§ **READING PASSAGE**:
Asked later if the Ravens felt fortunate to have taken Upshaw before Suggs' injury, Harbaugh said, "We'll have guys that can step in, but Courtney is a great answer. But he has to earn that. We've got some other guys that are competing, too. Paul Kruger is going to be a big part of that. Sergio Kindle is going to be a big part of that. Albert McClellan is in the mix there."

Upshaw's role will obviously depend on how quickly he can navigate the learning curve. Alabama played a pro-style defense which, according to Upshaw, resembles in some ways what the Ravens try to do. But one clear adjustment that he'll have to make, especially if he winds up playing the strong-side linebacker spot that was left vacated with Jarret Johnson's departure via free agency, is learning how to drop back in pass coverage more.

On Sunday, he made a nice play about 10 yards down the field to break up a pass intended for undrafted free-agent wide receiver Dorian Graham. But there were also times where he looked a step behind. Upshaw admitted that he'd like to lose some weight before training camp to improve his mobility in coverage.

"It's definitely more than what I dropped" at Alabama, Upshaw said. "If anything, that's something that I have to get more used to, being a drop linebacker. Everybody knows I can pass rush, and I did that a lot at Alabama, but I am very prepared and capable of doing so, learning the terminology. Once I get everything down, I'll be ready to go."

Overall though, Upshaw stood out during the three-day minicamp, not just with his physical skills but his ability to adapt and learn.

§ **WRITTEN REQUEST**: Rewrite the Upshaw report between "Upshaw's role will" and "mobility in coverage.", inclusive, putting "the regular season" in place of "training camp".

§ **RECORD SET**:
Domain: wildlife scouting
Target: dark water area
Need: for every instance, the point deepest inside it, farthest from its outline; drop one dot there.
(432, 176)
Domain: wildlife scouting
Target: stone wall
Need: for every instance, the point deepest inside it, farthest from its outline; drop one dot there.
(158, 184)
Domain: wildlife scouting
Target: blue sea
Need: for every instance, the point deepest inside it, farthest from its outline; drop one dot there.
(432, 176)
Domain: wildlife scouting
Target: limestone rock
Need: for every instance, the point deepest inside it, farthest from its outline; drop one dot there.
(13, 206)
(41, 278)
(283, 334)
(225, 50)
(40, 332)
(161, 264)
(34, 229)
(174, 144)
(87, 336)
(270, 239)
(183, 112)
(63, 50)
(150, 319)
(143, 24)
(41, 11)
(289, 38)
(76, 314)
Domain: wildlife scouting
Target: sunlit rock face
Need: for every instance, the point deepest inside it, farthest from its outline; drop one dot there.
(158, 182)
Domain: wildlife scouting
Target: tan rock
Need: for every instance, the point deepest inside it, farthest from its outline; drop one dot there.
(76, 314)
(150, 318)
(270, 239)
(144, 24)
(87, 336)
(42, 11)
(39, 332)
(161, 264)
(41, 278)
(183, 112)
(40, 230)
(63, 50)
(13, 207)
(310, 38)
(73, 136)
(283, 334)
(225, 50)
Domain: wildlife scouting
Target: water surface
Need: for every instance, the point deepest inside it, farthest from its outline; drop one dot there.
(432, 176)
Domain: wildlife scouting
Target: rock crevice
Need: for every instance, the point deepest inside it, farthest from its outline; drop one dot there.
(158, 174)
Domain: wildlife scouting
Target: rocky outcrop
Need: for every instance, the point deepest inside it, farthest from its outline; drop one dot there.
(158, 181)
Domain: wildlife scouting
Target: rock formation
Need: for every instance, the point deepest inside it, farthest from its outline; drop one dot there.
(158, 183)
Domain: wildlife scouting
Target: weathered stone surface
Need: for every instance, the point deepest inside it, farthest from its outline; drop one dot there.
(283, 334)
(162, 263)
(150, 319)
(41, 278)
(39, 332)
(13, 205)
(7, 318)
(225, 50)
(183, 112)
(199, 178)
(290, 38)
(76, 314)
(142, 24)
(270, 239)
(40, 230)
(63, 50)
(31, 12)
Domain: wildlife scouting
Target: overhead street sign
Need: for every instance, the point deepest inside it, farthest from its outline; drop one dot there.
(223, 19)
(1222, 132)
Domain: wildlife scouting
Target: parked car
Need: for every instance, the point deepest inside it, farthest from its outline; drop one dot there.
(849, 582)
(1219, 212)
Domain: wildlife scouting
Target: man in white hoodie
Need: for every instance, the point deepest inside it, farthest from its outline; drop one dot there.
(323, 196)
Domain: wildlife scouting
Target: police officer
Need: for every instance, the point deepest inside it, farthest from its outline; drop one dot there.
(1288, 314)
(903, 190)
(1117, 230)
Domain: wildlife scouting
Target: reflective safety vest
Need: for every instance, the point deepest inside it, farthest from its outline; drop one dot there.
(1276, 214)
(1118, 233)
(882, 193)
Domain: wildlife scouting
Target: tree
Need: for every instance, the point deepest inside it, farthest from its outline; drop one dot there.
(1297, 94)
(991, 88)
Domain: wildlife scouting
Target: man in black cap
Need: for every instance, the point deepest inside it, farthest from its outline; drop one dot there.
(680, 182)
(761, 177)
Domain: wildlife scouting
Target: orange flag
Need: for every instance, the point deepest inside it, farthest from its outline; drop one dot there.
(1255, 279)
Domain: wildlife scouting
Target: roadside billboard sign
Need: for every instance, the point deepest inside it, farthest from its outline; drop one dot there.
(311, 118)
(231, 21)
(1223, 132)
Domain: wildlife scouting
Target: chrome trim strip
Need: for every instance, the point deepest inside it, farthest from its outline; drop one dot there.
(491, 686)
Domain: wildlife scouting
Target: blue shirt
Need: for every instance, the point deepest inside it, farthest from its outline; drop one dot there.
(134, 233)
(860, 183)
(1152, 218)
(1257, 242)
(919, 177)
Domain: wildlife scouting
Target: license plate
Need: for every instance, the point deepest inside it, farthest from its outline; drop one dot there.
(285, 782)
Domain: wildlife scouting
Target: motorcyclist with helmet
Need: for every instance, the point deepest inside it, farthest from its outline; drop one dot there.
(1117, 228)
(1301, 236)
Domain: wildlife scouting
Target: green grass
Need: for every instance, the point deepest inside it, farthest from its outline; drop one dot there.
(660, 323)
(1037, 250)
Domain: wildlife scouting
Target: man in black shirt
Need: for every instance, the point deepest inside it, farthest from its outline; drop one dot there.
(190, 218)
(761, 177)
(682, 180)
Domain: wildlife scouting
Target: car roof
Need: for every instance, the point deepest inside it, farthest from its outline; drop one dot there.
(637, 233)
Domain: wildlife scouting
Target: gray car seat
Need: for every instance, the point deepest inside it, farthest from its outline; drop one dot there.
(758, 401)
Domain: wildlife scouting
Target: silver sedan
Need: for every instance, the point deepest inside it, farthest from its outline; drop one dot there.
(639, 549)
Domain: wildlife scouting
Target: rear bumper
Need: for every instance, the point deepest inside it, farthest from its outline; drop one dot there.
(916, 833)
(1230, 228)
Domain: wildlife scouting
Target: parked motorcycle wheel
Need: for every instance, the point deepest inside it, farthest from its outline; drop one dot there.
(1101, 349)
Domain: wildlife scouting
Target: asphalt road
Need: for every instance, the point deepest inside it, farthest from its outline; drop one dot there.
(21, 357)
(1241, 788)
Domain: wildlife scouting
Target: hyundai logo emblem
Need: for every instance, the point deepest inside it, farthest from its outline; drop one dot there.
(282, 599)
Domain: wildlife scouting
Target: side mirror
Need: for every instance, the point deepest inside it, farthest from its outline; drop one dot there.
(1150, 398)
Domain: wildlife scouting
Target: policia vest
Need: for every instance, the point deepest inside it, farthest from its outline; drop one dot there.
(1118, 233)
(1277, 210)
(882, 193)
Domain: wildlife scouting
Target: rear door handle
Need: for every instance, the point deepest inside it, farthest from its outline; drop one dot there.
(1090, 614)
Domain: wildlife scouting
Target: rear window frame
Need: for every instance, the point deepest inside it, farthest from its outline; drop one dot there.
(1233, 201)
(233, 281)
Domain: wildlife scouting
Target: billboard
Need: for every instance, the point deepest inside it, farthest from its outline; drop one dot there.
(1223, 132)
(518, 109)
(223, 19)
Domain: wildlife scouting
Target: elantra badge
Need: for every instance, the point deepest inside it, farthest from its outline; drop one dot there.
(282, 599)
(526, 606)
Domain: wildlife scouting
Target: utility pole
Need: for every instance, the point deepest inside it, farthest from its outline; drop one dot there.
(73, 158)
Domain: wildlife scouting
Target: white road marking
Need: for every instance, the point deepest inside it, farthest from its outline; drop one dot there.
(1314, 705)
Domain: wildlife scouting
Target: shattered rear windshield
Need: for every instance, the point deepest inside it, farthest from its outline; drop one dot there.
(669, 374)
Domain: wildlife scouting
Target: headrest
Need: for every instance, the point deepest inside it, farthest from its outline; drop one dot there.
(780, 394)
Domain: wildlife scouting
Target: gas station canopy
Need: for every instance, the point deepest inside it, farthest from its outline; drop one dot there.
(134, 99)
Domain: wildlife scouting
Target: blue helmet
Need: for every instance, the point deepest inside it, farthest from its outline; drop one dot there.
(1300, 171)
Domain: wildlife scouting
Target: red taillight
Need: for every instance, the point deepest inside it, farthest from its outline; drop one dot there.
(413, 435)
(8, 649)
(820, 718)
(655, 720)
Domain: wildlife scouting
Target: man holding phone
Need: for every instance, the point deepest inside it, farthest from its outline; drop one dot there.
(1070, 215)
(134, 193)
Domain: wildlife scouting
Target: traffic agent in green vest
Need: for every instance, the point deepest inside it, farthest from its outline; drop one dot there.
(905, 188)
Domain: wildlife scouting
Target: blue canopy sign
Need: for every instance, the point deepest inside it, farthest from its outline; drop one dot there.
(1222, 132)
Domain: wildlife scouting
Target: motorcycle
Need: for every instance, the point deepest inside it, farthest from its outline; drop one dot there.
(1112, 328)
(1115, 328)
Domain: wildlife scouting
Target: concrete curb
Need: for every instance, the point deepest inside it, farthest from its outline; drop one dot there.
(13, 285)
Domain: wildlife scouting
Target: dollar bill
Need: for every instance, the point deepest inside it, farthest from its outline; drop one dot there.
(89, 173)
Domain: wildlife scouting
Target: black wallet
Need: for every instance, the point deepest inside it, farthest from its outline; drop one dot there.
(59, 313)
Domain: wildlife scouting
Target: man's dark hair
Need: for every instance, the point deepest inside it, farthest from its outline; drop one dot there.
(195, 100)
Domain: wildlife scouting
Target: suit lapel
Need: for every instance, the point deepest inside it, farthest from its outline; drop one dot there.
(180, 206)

§ **RIGHT ANSWER**:
Upshaw's role will obviously depend on how quickly he can navigate the learning curve. Alabama played a pro-style defense which, according to Upshaw, resembles in some ways what the Ravens try to do. But one clear adjustment that he'll have to make, especially if he winds up playing the strong-side linebacker spot that was left vacated with Jarret Johnson's departure via free agency, is learning how to drop back in pass coverage more.

On Sunday, he made a nice play about 10 yards down the field to break up a pass intended for undrafted free-agent wide receiver Dorian Graham. But there were also times where he looked a step behind. Upshaw admitted that he'd like to lose some weight before the regular season to improve his mobility in coverage.